Input records:
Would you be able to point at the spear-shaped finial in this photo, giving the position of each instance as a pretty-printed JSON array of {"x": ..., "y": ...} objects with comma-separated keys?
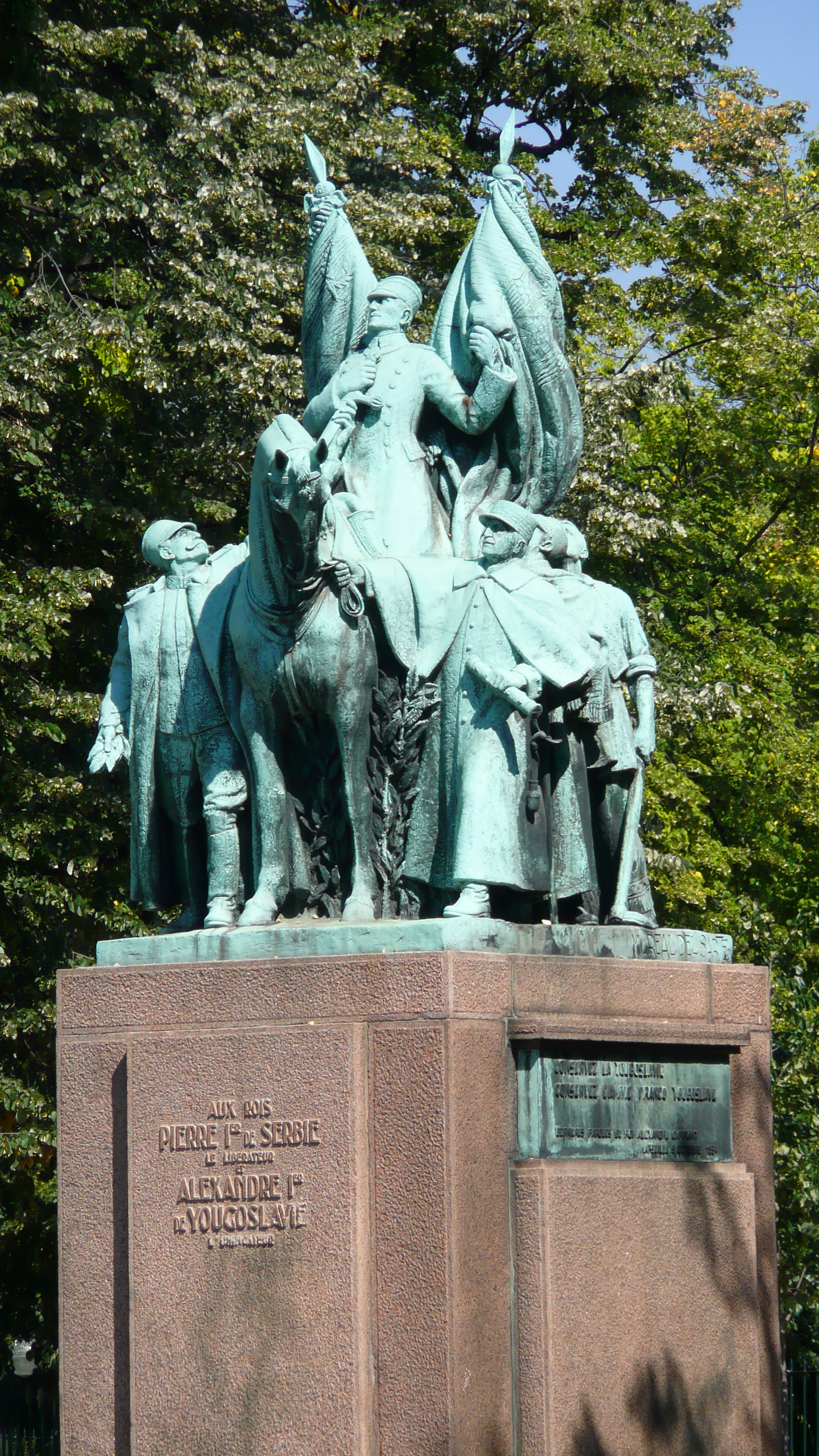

* * *

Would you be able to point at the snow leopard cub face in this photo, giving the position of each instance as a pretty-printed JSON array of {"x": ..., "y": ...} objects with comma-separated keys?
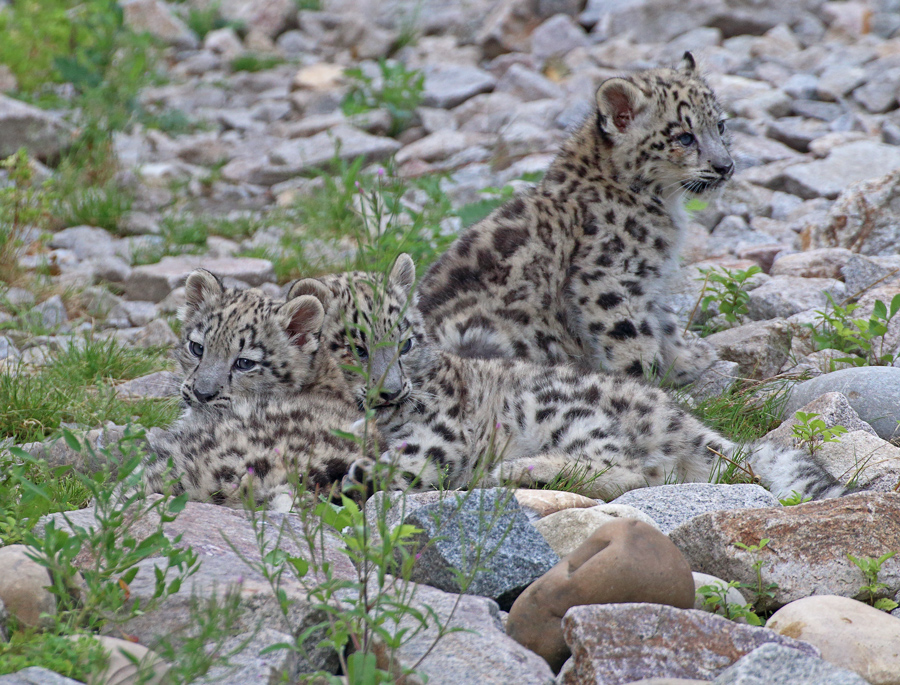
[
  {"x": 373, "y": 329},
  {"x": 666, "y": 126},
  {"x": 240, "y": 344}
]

---

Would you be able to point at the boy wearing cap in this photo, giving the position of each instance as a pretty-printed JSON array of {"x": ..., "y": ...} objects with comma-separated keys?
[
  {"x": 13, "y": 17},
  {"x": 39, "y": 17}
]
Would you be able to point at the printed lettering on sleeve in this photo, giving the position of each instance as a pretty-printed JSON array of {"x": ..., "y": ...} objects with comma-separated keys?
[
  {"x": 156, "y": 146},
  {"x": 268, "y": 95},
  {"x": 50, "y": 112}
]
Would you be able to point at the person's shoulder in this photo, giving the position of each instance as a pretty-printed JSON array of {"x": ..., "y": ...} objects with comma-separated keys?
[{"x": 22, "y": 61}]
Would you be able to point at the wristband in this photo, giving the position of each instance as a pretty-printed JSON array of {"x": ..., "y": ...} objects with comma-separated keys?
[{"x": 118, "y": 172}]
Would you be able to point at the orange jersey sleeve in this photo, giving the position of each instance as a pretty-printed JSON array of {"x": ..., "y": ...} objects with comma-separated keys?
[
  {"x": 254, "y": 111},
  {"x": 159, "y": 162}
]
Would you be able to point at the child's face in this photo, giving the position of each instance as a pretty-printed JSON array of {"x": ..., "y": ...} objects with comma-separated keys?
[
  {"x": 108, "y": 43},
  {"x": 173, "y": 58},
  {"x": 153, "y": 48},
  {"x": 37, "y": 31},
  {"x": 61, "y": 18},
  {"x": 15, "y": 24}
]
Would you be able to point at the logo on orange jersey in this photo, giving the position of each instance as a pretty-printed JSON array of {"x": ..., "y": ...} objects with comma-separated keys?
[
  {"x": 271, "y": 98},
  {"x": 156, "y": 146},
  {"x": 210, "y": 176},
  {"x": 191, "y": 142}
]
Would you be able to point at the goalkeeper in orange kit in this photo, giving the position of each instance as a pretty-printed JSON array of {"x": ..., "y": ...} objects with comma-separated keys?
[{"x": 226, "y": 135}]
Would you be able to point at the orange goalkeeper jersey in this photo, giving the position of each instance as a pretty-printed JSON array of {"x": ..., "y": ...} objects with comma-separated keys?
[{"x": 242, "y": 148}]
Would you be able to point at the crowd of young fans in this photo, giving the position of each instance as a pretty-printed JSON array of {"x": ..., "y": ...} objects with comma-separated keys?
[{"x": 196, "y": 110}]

Your task: Pull out every row above that contains the word "sleeve" and copy each one in full. Only matches with the same upper and lower case count.

Answer to this task:
Would you be able to point at the printed lettering on sleeve in this photo, giving the position of each instance as a pretty-printed JSON array of {"x": ..., "y": ...} objects with comma-separated keys?
Would you be able to point at the orange jersey sleeve in this photo, giving the position of each instance as a pretty-printed JSON array of {"x": ..., "y": ...} objects with comma-separated keys?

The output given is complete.